*Directions for this task*. Report the tally of lines featuring the word "rail" in the entries below, without anything else.

*Material for the task*.
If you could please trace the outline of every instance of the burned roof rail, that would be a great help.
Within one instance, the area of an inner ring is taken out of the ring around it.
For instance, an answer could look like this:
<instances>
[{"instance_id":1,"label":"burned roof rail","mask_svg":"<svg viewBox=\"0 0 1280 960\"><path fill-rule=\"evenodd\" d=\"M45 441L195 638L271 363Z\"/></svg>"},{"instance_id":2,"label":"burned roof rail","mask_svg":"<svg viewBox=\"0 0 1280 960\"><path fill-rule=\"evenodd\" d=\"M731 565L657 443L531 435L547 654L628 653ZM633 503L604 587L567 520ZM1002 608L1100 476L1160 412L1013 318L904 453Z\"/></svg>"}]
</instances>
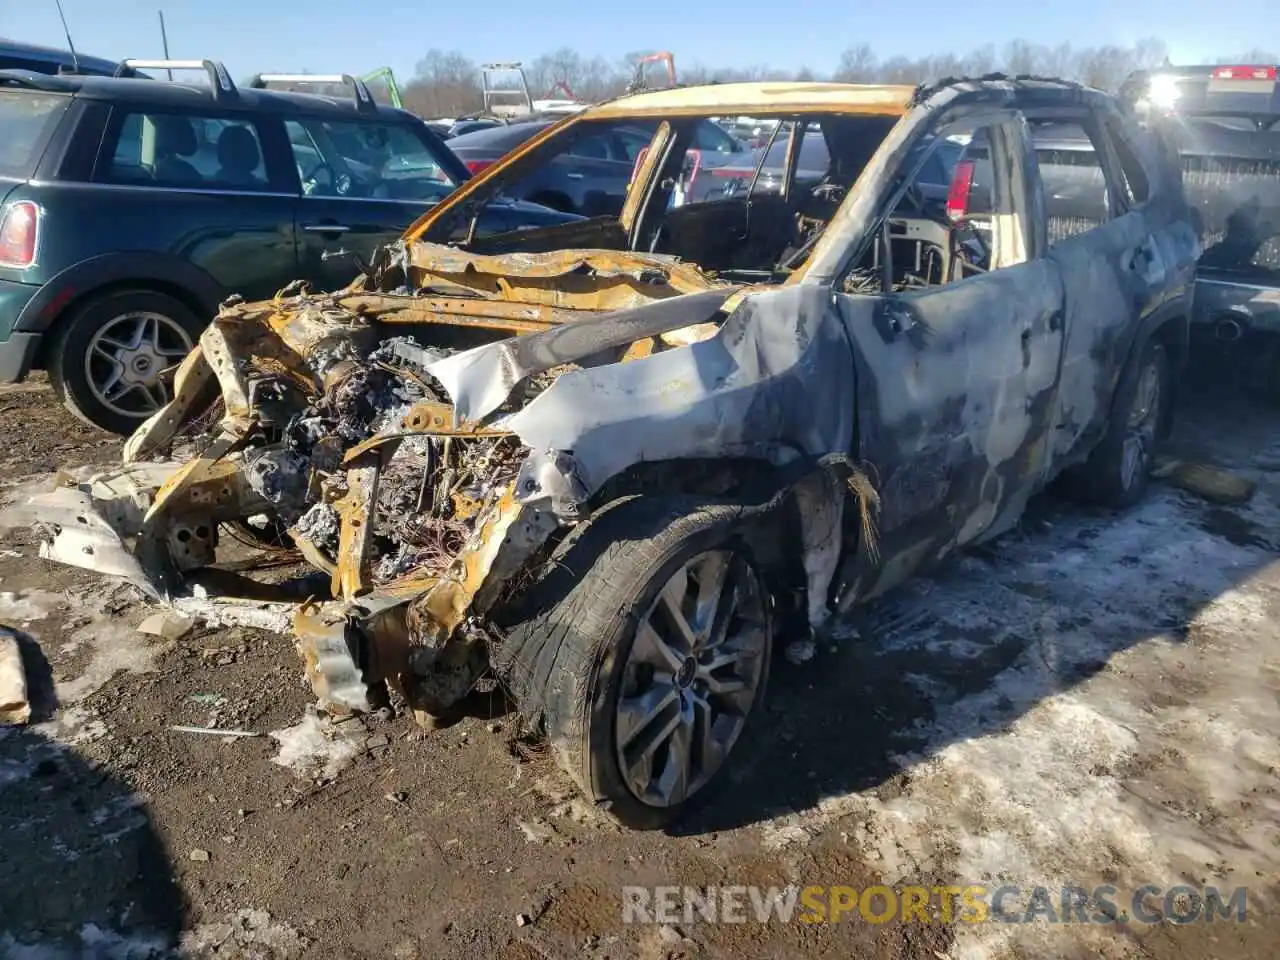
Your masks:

*Answer section*. 2